**DIRECTIONS**. Counting case-sensitively, how many lines in the items below contain the string "building"? Reply with the number alone.
==============================
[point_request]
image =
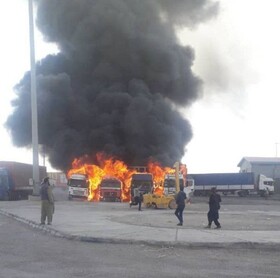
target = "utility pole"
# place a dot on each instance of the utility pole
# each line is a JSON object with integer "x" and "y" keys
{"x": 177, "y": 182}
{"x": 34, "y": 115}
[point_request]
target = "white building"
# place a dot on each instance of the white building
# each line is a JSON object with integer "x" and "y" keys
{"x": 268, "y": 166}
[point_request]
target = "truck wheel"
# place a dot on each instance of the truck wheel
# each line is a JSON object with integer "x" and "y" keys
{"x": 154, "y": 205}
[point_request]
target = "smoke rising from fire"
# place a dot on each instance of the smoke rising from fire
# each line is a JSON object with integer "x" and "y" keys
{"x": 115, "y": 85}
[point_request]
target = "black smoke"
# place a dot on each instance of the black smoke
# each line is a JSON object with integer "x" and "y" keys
==============================
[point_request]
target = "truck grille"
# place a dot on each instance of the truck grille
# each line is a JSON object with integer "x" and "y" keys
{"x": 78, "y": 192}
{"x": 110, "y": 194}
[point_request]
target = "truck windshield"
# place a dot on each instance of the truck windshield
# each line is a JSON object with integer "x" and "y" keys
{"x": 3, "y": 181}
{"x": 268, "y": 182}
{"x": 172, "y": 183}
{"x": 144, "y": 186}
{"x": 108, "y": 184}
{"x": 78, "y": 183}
==============================
**ANSWER TO THE EXERCISE**. 2